### EXERCISE OBJECTIVE
Carry on the article about the Wellcome Library's work on preserving digital files, picking up after its final sentence.

The Wellcome Library holds one of the world’s largest collections on the history of medical science and its role in society, and is maintained to support the Wellcome Trust’s mission of achieving “extraordinary improvements in health by supporting the brightest minds”.
Like all libraries, it is increasingly tasked with curating digital material. In 2009, it embarked on an ambitious project to digitise its entire collection, starting with the works of DNA co-discover Francis Crick. Meanwhile, new submissions – which could be the personal journals of eminent scientists or research data from important experiments – often come in natively digital format.
The Library’s eventual aim is to allow researchers and students to access all of its contents, barring any personally sensitive material, through its website.
To achieve that, the Wellcome Library is currently building a new information architecture that consists of four pillars: a workflow system that helps library staff process new submissions, a search layer that will help users navigate materials, a pool of storage resources and an archiving system.
One interesting facet of the Library’s work is archiving digital material held in obsolete formats. This is a frequent challenge for the organisation, as scientists often donate their work towards the end of their careers, meaning that their files are often stored in formats that are decades old.
“We know that in the future people will want to look back at the work that is being done now in digital formats,” explains Robert Kiley, head of digital services at the Wellcome Library. “And we know from our own experience how difficult dealing with obsolete formats can be.”
One particularly tricky recent submission came in the form of documents that had been created by an application called Locoscript and stored on 5¼” Amstrad floppy disks – both completely unsupported by modern machines. In that case, it took over a year of collaboration with other institutions, including Oxford’s Bodleian Library, to access the documents.
Document formats are falling out of use all the time. For example, project plans created in Microsoft Project 4, which
was only discontinued as recently as 1998, are now entirely unreadable by contemporary computers.
For this reason, preserving digital materials for future generations requires an encyclopedic knowledge of the history of file formats – something that is beyond the scope of even the largest of libraries.

### DATASET SECTION
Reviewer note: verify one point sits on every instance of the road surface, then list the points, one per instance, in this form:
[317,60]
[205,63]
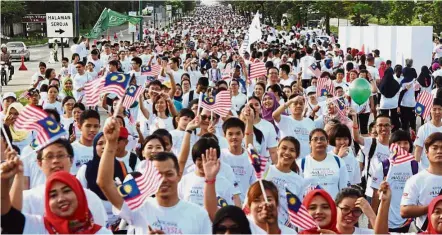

### TASK RESPONSE
Happily, the UK’s National Archives provide that knowledge in the form of a web service. PRONOM is an online registry describing the structure of file formats and characteristics of the software used to create them. Combined with its associated discovery tool DROID, it allows archivists to analyse files and determine how best to convert them into a more usable format.
For example, creating a PDF of a file from an obsolete word processing system might make it easy to read in future, but if there is supplementary data contained in the file, such as tracked changes, they could be lost.
The Wellcome Library uses an archiving system developed by Oxford-based technology consultancy Tessella that automatically interrogates PRONOM to find out how a given file should be treated. The system, named Safety Deposit Box, is also supported by a community website that allows archivists to share tools for preserving particular documents.
The library is now in the process of extending the Safety Deposit Box implementation to cover its digitised material too.
One of the advantages of digitising this material, Kiley explains, is that it means researchers can access all the documents relevant to a given topic – which may be physically located all around world – from a single place.
For example, the Wellcome Library is now working with the American library that holds the archives of James Watson, the other co-discoverer of the DNA helix, to allow researchers to access Crick and Watson’s work together.
As that reveals, the process of digitising these historical documents is not merely a matter of preserving them for the future, but also increasing their usefulness today.